Every entry needs to be duplicated exactly.
[[ EXCERPTED RECORDS open ]]
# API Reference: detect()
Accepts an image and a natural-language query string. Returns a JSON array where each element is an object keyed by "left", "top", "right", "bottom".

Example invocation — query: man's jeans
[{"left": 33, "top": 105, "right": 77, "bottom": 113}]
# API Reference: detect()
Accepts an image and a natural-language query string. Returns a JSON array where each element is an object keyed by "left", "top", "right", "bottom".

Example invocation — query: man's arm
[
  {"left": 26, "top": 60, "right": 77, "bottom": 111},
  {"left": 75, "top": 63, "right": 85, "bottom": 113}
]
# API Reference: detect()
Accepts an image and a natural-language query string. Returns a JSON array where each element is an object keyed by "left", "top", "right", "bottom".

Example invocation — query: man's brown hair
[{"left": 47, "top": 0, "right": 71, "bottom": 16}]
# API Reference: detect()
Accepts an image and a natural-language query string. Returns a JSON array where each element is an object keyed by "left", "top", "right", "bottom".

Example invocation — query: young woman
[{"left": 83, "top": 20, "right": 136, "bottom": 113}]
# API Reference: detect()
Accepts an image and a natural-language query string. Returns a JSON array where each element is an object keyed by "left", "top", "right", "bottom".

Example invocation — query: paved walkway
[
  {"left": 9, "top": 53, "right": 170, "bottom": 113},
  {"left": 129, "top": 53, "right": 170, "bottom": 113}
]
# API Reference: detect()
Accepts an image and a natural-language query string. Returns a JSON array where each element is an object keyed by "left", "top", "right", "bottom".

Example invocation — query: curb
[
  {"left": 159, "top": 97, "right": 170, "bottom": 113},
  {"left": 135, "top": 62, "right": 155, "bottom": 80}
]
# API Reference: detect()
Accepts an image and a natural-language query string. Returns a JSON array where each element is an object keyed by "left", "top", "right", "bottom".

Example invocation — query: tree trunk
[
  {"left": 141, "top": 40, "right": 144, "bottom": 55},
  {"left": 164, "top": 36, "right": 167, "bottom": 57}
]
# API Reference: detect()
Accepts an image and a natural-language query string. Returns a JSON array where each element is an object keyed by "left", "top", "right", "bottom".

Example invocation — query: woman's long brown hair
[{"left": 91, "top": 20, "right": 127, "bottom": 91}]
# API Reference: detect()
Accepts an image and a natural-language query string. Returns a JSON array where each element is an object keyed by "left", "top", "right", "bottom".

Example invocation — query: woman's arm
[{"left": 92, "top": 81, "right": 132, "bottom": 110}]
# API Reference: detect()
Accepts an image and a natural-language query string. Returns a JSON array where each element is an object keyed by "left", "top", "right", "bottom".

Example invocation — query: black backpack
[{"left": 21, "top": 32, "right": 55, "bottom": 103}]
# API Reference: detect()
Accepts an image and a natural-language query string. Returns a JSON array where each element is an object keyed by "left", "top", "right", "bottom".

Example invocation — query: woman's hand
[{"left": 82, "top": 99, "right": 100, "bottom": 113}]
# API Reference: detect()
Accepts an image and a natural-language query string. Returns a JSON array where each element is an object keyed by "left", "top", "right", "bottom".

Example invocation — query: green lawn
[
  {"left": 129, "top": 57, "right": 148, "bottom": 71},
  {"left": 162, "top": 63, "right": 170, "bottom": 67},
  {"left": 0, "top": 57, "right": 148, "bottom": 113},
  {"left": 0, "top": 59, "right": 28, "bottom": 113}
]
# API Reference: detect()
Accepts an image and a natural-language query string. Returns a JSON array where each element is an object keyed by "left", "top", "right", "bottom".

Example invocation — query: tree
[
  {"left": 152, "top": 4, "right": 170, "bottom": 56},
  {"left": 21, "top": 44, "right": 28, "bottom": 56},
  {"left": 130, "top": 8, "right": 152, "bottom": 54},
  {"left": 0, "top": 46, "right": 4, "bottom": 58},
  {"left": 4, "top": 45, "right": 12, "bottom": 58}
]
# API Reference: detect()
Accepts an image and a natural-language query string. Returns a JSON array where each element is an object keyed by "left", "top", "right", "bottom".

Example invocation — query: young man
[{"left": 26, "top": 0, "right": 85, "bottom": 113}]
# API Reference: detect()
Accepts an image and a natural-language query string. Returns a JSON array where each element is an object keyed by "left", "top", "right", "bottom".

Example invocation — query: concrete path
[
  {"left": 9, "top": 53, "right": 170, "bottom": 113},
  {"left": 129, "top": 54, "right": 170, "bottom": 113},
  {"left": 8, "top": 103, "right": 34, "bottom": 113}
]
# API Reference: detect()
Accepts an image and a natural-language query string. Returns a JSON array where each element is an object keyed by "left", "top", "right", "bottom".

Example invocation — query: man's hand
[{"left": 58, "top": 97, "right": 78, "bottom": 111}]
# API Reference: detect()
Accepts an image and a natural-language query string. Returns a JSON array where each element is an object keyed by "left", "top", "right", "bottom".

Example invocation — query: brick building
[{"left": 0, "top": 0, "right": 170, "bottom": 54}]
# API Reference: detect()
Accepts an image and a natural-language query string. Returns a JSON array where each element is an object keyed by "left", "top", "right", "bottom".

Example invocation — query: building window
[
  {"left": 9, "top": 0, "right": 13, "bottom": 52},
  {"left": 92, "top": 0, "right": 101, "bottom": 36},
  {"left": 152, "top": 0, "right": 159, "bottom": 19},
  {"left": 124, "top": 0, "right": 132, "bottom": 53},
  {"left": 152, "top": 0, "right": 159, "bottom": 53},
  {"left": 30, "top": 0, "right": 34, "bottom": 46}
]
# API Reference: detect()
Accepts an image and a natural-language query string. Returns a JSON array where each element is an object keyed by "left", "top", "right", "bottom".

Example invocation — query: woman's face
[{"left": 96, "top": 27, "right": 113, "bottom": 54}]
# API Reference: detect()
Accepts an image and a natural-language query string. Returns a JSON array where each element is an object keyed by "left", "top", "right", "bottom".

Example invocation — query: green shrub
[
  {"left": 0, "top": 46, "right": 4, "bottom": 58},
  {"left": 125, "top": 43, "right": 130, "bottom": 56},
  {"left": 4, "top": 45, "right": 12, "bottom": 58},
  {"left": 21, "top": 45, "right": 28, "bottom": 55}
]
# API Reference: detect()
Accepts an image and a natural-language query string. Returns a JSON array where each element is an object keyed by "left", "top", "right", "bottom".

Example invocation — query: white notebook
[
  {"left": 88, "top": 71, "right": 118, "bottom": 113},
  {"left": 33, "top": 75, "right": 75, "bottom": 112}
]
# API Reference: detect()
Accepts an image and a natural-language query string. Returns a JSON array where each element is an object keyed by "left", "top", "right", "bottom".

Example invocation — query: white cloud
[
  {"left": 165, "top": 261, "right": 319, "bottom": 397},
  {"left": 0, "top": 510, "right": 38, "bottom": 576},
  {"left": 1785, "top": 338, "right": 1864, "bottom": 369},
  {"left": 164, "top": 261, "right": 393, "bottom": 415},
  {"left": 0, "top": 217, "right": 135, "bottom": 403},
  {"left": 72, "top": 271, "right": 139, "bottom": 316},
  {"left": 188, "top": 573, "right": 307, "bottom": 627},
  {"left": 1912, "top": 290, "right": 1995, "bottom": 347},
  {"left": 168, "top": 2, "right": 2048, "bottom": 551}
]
[[ EXCERPTED RECORDS closed ]]
# SOLVED PROBLEM:
# API Reference: detect()
Accepts an image and a natural-language query string. Returns a JSON array where each element is an object keyed by "left", "top", "right", "bottom".

Example invocation — query: man's jeans
[{"left": 33, "top": 105, "right": 77, "bottom": 113}]
# API Reference: detect()
Accepts an image and a natural-language query string. Returns a JSON array where each element is an object keyed by "left", "top", "right", "bottom".

Example invocation — query: man's arm
[
  {"left": 26, "top": 60, "right": 77, "bottom": 111},
  {"left": 75, "top": 63, "right": 85, "bottom": 113}
]
# API Reference: detect()
Accepts an image and a natural-language query string. Returns a JSON array where each element is an object keyed by "left", "top", "right", "bottom".

Example invocation — query: man's brown hair
[{"left": 47, "top": 0, "right": 71, "bottom": 16}]
# API Reference: detect()
Accepts an image and a natural-language query string. Returns a JSON array where each element is an object keyed by "left", "top", "right", "bottom".

Example invocation — query: young woman
[{"left": 83, "top": 20, "right": 136, "bottom": 113}]
# API Reference: detect()
Accepts an image and a natural-language query string. Returns a JSON array where each element is an object keyed by "left", "top", "right", "bottom".

Example invocation — query: paved walkway
[
  {"left": 9, "top": 53, "right": 170, "bottom": 113},
  {"left": 129, "top": 53, "right": 170, "bottom": 113}
]
# API Reference: detect()
Accepts an image and a natural-language query string. Returns a JSON array where each element is an object keyed by "left", "top", "right", "bottom".

Example invocation — query: curb
[
  {"left": 159, "top": 97, "right": 170, "bottom": 113},
  {"left": 135, "top": 62, "right": 155, "bottom": 80}
]
# API Reference: detect()
Accepts an image and a natural-language query string. Returns a JSON array where each element is an object keyed by "left", "top", "right", "bottom".

Example invocation — query: tree trunk
[
  {"left": 141, "top": 40, "right": 144, "bottom": 55},
  {"left": 164, "top": 36, "right": 167, "bottom": 57}
]
# API Reference: detect()
Accepts an image and a natural-language query string. Returns a JSON array where each element is an object keyed by "left", "top", "right", "bottom".

Example invocation — query: woman's long brown hair
[{"left": 91, "top": 20, "right": 127, "bottom": 91}]
# API Reference: detect()
Accepts an image and a natural-language query string. Returns a JSON array where each element is an object keyed by "left", "top", "right", "bottom".

Example invocation — query: woman's arm
[{"left": 92, "top": 81, "right": 132, "bottom": 110}]
# API Reference: detect()
Accepts an image and a natural-language query string. Returns a JSON array where each element is an object keyed by "left", "top", "right", "bottom".

Example invocation — query: black backpack
[{"left": 21, "top": 32, "right": 55, "bottom": 103}]
# API Reference: detect()
Accepts an image and a natural-language query string. Returns a JSON array where each element is an object keyed by "left", "top", "right", "bottom".

Example invocation — query: woman's hand
[{"left": 82, "top": 99, "right": 100, "bottom": 113}]
# API Reference: detect()
Accepts an image and a natural-language query string. Returns a JSON array where each element is an object keyed by "left", "top", "right", "bottom".

Example invocation — query: green lawn
[
  {"left": 129, "top": 57, "right": 148, "bottom": 71},
  {"left": 162, "top": 63, "right": 170, "bottom": 67},
  {"left": 0, "top": 57, "right": 148, "bottom": 113},
  {"left": 0, "top": 59, "right": 28, "bottom": 113}
]
# API Reference: detect()
Accepts an image and a natural-language query string. Returns a JSON array where each element is an object keyed by "left", "top", "right", "bottom".

Example invocation — query: tree
[
  {"left": 152, "top": 4, "right": 170, "bottom": 56},
  {"left": 21, "top": 44, "right": 28, "bottom": 56},
  {"left": 130, "top": 8, "right": 152, "bottom": 54},
  {"left": 0, "top": 46, "right": 4, "bottom": 58},
  {"left": 4, "top": 45, "right": 12, "bottom": 58}
]
# API Reference: detect()
Accepts an image and a natural-language query string. Returns a JSON array where each element is an object keyed by "left", "top", "right", "bottom".

Example invocation — query: young man
[{"left": 26, "top": 0, "right": 85, "bottom": 113}]
# API Reference: detect()
Accepts an image and a natural-language query string. Returns a JSON array where each element is an object keyed by "left", "top", "right", "bottom".

Example invocation — query: concrete path
[
  {"left": 9, "top": 53, "right": 170, "bottom": 113},
  {"left": 129, "top": 54, "right": 170, "bottom": 113},
  {"left": 8, "top": 103, "right": 34, "bottom": 113}
]
# API Reference: detect()
Accepts an image and a natural-language query string. Returns a JSON array where each element is an object keyed by "left", "top", "right", "bottom".

Example invocation — query: man's hand
[{"left": 58, "top": 97, "right": 78, "bottom": 111}]
# API Reference: detect()
Accepts an image and a natural-language query string. Returns a JSON array where each element is an object keyed by "left", "top", "right", "bottom".

Example invocation — query: brick building
[{"left": 0, "top": 0, "right": 170, "bottom": 54}]
# API Reference: detect()
Accepts an image and a natural-language query string. Returns a JSON array where each element is an object keyed by "left", "top", "right", "bottom".

Example invocation — query: building window
[
  {"left": 9, "top": 0, "right": 13, "bottom": 52},
  {"left": 92, "top": 0, "right": 101, "bottom": 36},
  {"left": 152, "top": 0, "right": 159, "bottom": 19},
  {"left": 124, "top": 0, "right": 132, "bottom": 53},
  {"left": 152, "top": 0, "right": 159, "bottom": 53},
  {"left": 30, "top": 0, "right": 34, "bottom": 46}
]
# API Reference: detect()
Accepts an image and a natural-language query string. Returns a JSON array where each element is an object keyed by "left", "top", "right", "bottom".

Example invocation — query: woman's face
[{"left": 96, "top": 27, "right": 113, "bottom": 54}]
# API Reference: detect()
Accepts an image and a natural-language query string. Returns a JSON array where each element is an object keyed by "left", "top", "right", "bottom".

Example invocation — query: green shrub
[
  {"left": 0, "top": 46, "right": 4, "bottom": 58},
  {"left": 125, "top": 43, "right": 130, "bottom": 56},
  {"left": 4, "top": 45, "right": 12, "bottom": 58},
  {"left": 21, "top": 45, "right": 28, "bottom": 55}
]
# API Reference: detect()
Accepts an image and a natural-language query string. Returns a JSON array where each element is an object keyed by "left", "top", "right", "bottom".

Example invocation — query: white notebook
[
  {"left": 88, "top": 71, "right": 118, "bottom": 113},
  {"left": 33, "top": 75, "right": 75, "bottom": 112}
]
# API Reference: detect()
Accepts an image and a natural-language query string. Returns a JSON array where each element is an object keyed by "left", "top", "right", "bottom".

Example invocation — query: white cloud
[
  {"left": 165, "top": 261, "right": 319, "bottom": 397},
  {"left": 0, "top": 510, "right": 38, "bottom": 576},
  {"left": 1785, "top": 338, "right": 1864, "bottom": 369},
  {"left": 164, "top": 261, "right": 393, "bottom": 415},
  {"left": 0, "top": 217, "right": 135, "bottom": 403},
  {"left": 72, "top": 271, "right": 139, "bottom": 316},
  {"left": 188, "top": 573, "right": 307, "bottom": 627},
  {"left": 1912, "top": 290, "right": 1995, "bottom": 347},
  {"left": 168, "top": 2, "right": 2048, "bottom": 551}
]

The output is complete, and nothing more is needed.